WORK REQUIRED: Read through the entries below and return each line with the word "step".
*** TASK INPUT ***
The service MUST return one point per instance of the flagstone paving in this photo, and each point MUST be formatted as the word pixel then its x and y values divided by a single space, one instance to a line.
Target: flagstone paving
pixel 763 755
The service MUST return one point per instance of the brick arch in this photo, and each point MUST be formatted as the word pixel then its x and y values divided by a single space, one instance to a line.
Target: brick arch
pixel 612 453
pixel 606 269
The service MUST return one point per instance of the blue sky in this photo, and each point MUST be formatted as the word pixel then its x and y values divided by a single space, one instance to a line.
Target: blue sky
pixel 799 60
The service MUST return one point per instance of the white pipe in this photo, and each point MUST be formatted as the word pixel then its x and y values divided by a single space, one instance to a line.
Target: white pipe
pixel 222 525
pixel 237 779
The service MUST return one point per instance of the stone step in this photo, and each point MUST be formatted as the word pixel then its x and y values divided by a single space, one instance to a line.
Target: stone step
*** End of TASK INPUT ***
TASK ANSWER:
The service MUST return one point per instance of the stone step in this photo, and each point MUST be formatted as the word pixel then its x and y values divided by a single space, one instance to a line.
Target: stone step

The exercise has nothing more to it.